Written instruction A: In the news excerpt about the Las Vegas homeless courtyard, at which upcoming event did Felix line up a job for Juju?
Written instruction B: Pull the passage from the news excerpt about the Las Vegas homeless courtyard that starts with "Even though she" and goes on through "their former colleagues.", copying it word for word.
START Document excerpt
Jace Radke, a spokesman for the city of Las Vegas, acknowledged that some rent payments were late but denied that the city bore any responsibility for the arrears.
“The folks that are responsible for that were working at the courtyard and no longer work there,” he said.
On a recent Friday, four former courtyard employees returned to Foremaster Lane for the first time since they were terminated.
Many of the homeless there recognized them immediately.
One homeless man who gave only his first name, Billy, stopped in his tracks when he saw the former staffers.
“I heard you got fired for helping people,” he told the group. “I was wondering about you.”
Another man, who asked to be identified by his nickname, “Juju,” recognized Felix and came up to give her a hug.
“Hello, Miss Mary,” he said. “What are you doing here? They fired everybody? You, too?”
Juju said Felix, who had been his case worker, had placed him in a variety of jobs, including at events like NASCAR races.
Even though she was no longer on the job, Felix had another gig lined up for him: working at the upcoming Electric Daisy Carnival at the Las Vegas Motor Speedway. Standing on the side of the road, she helped connect him to the recruiter.
Some security guards outside the shelter entrance watched the former employees warily, but others greeted their former colleagues.
Then, an employee at the courtyard shouted at them: “Burger King is hiring!”
The group ignored the taunt and began walking back to their cars.
There is another place that’s hiring, according to Radke, the city spokesman.
“The city is actively hiring for the Courtyard, and is looking for caring, responsible individuals who want to be part of helping those in need break the cycle of homelessness,” he said in a recent email.
END Document excerpt
START Dataset entries
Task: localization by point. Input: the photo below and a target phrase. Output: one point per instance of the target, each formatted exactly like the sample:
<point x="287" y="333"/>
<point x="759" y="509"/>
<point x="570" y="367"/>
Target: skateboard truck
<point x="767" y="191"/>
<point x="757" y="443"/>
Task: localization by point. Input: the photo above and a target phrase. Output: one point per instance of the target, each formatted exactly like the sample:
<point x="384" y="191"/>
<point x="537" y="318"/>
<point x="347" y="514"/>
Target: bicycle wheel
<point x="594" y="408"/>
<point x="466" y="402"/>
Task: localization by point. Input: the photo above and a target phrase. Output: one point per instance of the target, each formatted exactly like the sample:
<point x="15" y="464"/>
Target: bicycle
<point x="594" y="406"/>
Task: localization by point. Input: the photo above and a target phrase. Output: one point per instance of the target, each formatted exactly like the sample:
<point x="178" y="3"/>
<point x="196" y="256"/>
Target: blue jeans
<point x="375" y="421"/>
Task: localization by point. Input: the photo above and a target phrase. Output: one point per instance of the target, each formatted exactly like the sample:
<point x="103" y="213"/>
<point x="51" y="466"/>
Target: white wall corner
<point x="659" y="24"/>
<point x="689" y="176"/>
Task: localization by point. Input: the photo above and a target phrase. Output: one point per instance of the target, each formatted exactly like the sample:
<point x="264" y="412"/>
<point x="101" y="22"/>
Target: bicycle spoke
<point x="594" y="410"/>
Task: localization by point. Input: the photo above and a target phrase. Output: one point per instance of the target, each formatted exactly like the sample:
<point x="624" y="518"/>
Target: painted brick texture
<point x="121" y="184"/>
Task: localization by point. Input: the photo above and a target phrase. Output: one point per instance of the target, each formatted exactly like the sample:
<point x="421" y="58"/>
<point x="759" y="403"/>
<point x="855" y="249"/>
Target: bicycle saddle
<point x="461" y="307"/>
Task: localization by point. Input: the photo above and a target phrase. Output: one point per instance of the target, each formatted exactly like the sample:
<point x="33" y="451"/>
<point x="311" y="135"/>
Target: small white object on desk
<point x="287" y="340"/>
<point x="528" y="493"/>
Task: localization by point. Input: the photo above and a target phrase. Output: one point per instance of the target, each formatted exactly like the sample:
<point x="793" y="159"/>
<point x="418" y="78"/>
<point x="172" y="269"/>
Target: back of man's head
END Dataset entries
Expected answer A: The Electric Daisy Carnival at the Las Vegas Motor Speedway.

Expected answer B:
Even though she was no longer on the job, Felix had another gig lined up for him: working at the upcoming Electric Daisy Carnival at the Las Vegas Motor Speedway. Standing on the side of the road, she helped connect him to the recruiter.
Some security guards outside the shelter entrance watched the former employees warily, but others greeted their former colleagues.